[Opening Supplied records section]

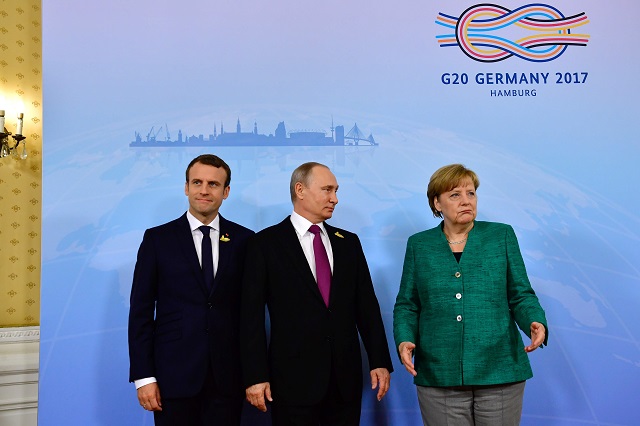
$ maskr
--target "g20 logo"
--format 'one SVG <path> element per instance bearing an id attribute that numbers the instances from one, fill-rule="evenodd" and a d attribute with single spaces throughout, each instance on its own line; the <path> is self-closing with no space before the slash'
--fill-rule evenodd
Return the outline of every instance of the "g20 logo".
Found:
<path id="1" fill-rule="evenodd" d="M 479 62 L 498 62 L 512 56 L 549 62 L 568 46 L 586 46 L 589 35 L 574 31 L 588 23 L 584 12 L 566 17 L 546 4 L 527 4 L 515 10 L 477 4 L 459 17 L 439 13 L 436 24 L 446 32 L 436 39 L 440 47 L 458 46 Z"/>

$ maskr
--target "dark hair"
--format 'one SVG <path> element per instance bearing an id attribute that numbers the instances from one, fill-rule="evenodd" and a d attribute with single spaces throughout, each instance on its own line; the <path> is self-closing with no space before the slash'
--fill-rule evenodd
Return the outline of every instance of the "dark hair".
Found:
<path id="1" fill-rule="evenodd" d="M 431 176 L 431 179 L 429 179 L 429 186 L 427 188 L 427 198 L 429 199 L 429 207 L 431 207 L 433 217 L 442 217 L 442 212 L 436 209 L 434 203 L 435 198 L 439 197 L 440 194 L 451 191 L 465 179 L 470 179 L 475 189 L 478 189 L 480 186 L 478 175 L 462 164 L 450 164 L 436 170 Z"/>
<path id="2" fill-rule="evenodd" d="M 189 170 L 191 170 L 191 167 L 193 167 L 193 165 L 196 163 L 206 164 L 207 166 L 213 166 L 217 168 L 222 167 L 224 171 L 227 172 L 227 179 L 224 181 L 224 187 L 226 188 L 231 183 L 231 168 L 227 163 L 224 162 L 222 158 L 213 154 L 198 155 L 196 158 L 191 160 L 191 162 L 187 166 L 187 171 L 185 173 L 187 183 L 189 183 Z"/>
<path id="3" fill-rule="evenodd" d="M 311 177 L 311 171 L 314 167 L 324 167 L 328 169 L 329 167 L 324 164 L 316 163 L 311 161 L 309 163 L 300 164 L 294 171 L 291 173 L 291 182 L 289 182 L 289 192 L 291 194 L 291 202 L 294 203 L 296 201 L 296 183 L 300 182 L 304 186 L 309 186 L 309 178 Z"/>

[Closing Supplied records section]

Search the data for the string "hair" and copy each line where it appears.

--target "dark hair"
Return the outline of every instance of the "dark hair".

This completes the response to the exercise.